## AUFGABEN
a. Beantworten Sie anhand des Auszugs die folgenden Fragen.
(i) Welche Form der Volksschule wollte die CVP als einzige staatliche Form?
(ii) Wofür kämpfte die SPS in der Wirtschafts- und Sozialordnung?
(iii) In welchen Bereichen wurde das private Eigentum durch den Kompromiss verboten?
b. Schreiben Sie den Teil des Auszugs wortgetreu ab, der mit „Hinsichtlich der Wirtschafts- und“ beginnt und mit „der eisenschaffenden Industrie.“ endet.
c. Entscheiden Sie für jede Aussage, ob sie mit dem Auszug übereinstimmt. Antworten Sie mit Ja oder Nein, und zitieren Sie die entscheidenden Worte des Auszugs.
(i) Die CVP befürwortete eine christliche Gemeinschaftsschule.
(ii) Die CVP forderte die Vergesellschaftung des Bergbaus und der eisenschaffenden Industrie.
(iii) Der Kompromiss sah eine allgemeine Sozialisierung vor.

## TEXTAUSZUG
Bei der Diskussion um den Einfluss der Kirchen im Staat setzte sich die CVP durch. Eine der zentralen Entscheidungen betraf den Charakter der Volksschule. Die CVP trat hier für die Bekenntnisschule als einzige staatliche Form der Volksschule ein. Eine christliche Gemeinschaftsschule, die von den übrigen Parteien gefordert wurde, lehnte die CVP kategorisch ab.

Hinsichtlich der Wirtschafts- und Sozialordnung kämpfte die SPS für die Sozialisierung der Großindustrie. Vor dem Hintergrund der Entwicklungen seit der Weimarer Zeit, hatte sich in weiten Kreisen auch außerhalb der Sozialdemokratie die Überzeugung durchgesetzt, die kapitalistische, liberale Wirtschaftsform habe versagt. Die CVP forderte hingegen die Beibehaltung der Privatwirtschaft, mit der Einschränkung, es müsse sich um rechtmäßig erworbenen Besitz handeln und dieser dürfe nicht die Möglichkeit bieten, politischen Missbrauch zu betreiben. Damit begründete die CVP auch ihre Forderung nach Vergesellschaftung des Bergbaus und der eisenschaffenden Industrie.

Die Parteien fanden einen Kompromiss, wonach auf eine allgemeine Sozialisierung verzichtet wurde, das private Eigentum jedoch in den Bereichen Kohle-, Kali- und Erzbergbau, Energiewirtschaft sowie Verkehrs- und Transportwesen verboten wurde.

## BEREITGESTELLTE DATEN

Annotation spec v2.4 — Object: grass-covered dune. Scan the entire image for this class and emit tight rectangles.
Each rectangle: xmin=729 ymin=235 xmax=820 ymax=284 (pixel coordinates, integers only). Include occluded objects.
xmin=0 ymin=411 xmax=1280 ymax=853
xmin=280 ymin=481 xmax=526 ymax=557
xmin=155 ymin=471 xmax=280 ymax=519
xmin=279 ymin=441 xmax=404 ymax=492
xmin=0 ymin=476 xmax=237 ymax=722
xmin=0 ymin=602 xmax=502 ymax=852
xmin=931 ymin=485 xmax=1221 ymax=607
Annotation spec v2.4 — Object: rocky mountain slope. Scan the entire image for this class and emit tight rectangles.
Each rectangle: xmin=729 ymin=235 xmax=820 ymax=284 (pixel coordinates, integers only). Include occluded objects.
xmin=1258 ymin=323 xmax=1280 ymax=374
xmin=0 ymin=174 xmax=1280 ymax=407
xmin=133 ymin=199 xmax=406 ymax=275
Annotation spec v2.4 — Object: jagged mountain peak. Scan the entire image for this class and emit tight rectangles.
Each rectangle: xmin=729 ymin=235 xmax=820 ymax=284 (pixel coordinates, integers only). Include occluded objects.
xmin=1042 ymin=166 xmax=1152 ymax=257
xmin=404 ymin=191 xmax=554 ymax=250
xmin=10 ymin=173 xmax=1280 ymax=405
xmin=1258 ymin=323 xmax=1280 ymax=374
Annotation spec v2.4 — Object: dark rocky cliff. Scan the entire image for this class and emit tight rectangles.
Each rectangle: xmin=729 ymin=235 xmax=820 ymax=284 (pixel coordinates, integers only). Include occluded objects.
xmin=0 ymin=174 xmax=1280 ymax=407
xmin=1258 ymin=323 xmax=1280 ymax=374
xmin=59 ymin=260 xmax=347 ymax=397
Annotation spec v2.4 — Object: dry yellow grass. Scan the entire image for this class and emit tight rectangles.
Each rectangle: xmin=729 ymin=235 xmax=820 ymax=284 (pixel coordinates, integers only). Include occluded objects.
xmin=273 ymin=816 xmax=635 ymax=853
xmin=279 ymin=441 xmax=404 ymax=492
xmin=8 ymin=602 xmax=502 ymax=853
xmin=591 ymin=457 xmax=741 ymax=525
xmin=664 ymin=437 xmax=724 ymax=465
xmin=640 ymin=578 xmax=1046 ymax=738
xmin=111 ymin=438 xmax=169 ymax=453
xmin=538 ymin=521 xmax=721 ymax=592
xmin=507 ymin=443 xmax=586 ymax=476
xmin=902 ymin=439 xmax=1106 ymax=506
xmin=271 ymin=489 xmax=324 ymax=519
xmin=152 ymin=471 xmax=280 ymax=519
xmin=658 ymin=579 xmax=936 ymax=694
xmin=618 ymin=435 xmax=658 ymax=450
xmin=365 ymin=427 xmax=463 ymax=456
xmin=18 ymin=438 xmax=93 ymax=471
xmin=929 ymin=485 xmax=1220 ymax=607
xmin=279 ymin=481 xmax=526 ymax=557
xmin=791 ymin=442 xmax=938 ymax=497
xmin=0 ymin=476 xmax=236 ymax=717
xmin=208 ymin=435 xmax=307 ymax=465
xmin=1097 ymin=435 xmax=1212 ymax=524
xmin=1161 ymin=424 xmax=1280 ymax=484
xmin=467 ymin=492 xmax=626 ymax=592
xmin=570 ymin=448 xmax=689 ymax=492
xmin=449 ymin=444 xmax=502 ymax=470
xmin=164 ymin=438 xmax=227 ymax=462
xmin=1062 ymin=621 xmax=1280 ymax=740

## LÖSUNGEN
a.
(i) Die Bekenntnisschule.
(ii) Für die Sozialisierung der Großindustrie.
(iii) In den Bereichen Kohle-, Kali- und Erzbergbau, Energiewirtschaft sowie Verkehrs- und Transportwesen.

b.
Hinsichtlich der Wirtschafts- und Sozialordnung kämpfte die SPS für die Sozialisierung der Großindustrie. Vor dem Hintergrund der Entwicklungen seit der Weimarer Zeit, hatte sich in weiten Kreisen auch außerhalb der Sozialdemokratie die Überzeugung durchgesetzt, die kapitalistische, liberale Wirtschaftsform habe versagt. Die CVP forderte hingegen die Beibehaltung der Privatwirtschaft, mit der Einschränkung, es müsse sich um rechtmäßig erworbenen Besitz handeln und dieser dürfe nicht die Möglichkeit bieten, politischen Missbrauch zu betreiben. Damit begründete die CVP auch ihre Forderung nach Vergesellschaftung des Bergbaus und der eisenschaffenden Industrie.

c.
(i) Nein: „Eine christliche Gemeinschaftsschule, die von den übrigen Parteien gefordert wurde, lehnte die CVP kategorisch ab.“
(ii) Ja: „Damit begründete die CVP auch ihre Forderung nach Vergesellschaftung des Bergbaus und der eisenschaffenden Industrie.“
(iii) Nein: „wonach auf eine allgemeine Sozialisierung verzichtet wurde“